** EXERCISE DIRECTIONS **
Lay out the lines from the one containing "[mark] bee wing" through the last of the rows as a Markdown table with two columns, Number and Line, leaving out any blank lines.

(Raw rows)

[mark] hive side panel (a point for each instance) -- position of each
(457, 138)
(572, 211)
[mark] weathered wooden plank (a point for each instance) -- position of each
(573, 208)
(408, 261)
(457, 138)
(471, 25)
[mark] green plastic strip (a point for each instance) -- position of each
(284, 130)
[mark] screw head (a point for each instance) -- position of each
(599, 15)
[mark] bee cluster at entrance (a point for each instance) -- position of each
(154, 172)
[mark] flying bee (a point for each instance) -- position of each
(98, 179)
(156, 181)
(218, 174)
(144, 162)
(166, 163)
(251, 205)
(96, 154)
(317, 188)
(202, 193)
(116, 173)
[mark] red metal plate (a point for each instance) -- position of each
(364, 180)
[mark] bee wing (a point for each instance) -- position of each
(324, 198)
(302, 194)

** SOLVED PROBLEM **
| Number | Line |
|---|---|
| 1 | [mark] bee wing (a point for each instance) -- position of each |
| 2 | (324, 198) |
| 3 | (302, 194) |